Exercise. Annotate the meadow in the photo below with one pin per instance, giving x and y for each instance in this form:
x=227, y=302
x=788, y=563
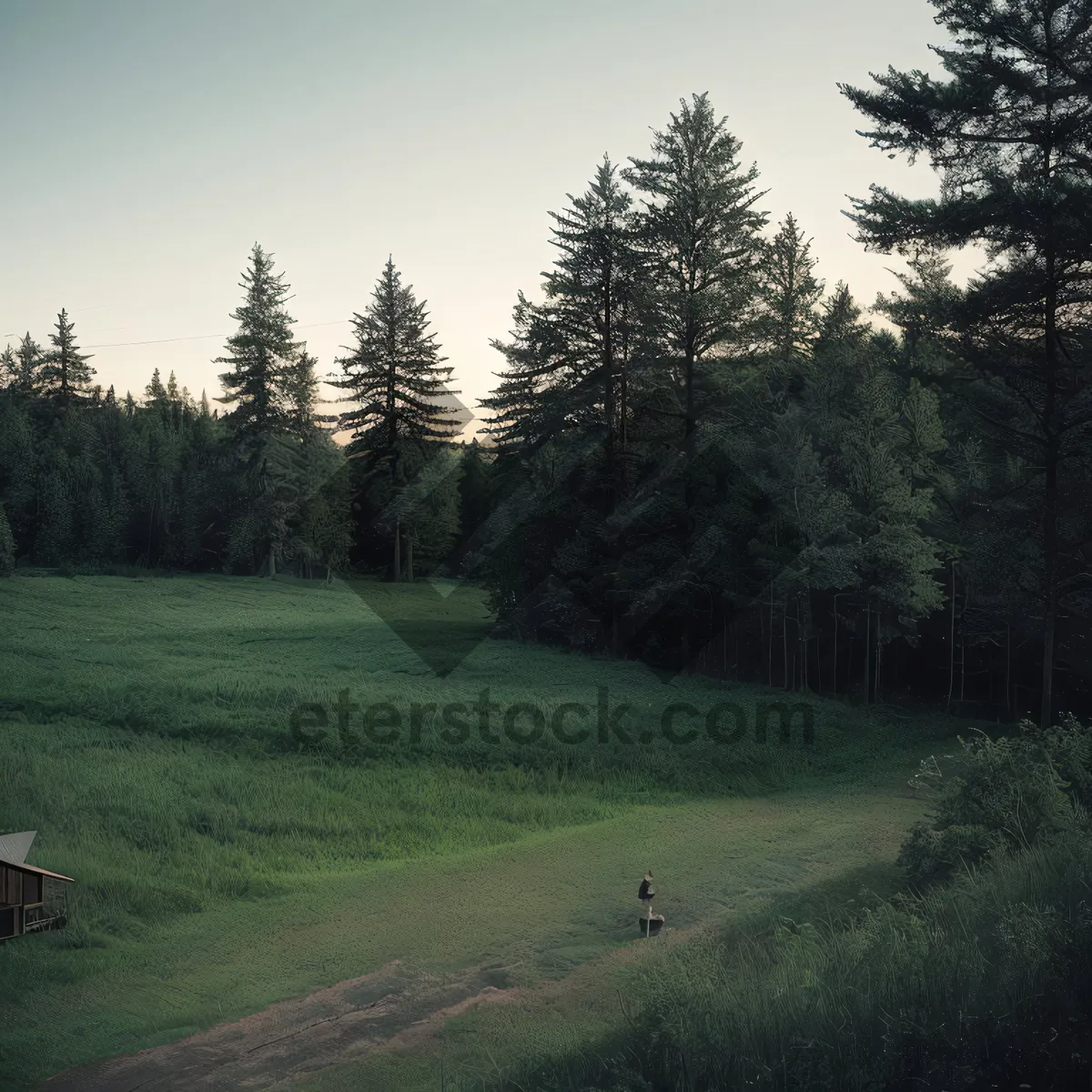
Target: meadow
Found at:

============

* [Written exercise] Please format the entries above as a JSON list of strings with one string per line, skipping blank lines and leaving the pictures out.

* [Solution to the problem]
[
  "Exercise. Annotate the meadow in the photo below with one pin per instance, giving x and y for each instance in this form:",
  "x=227, y=302",
  "x=788, y=563",
  "Target: meadow",
  "Found at:"
]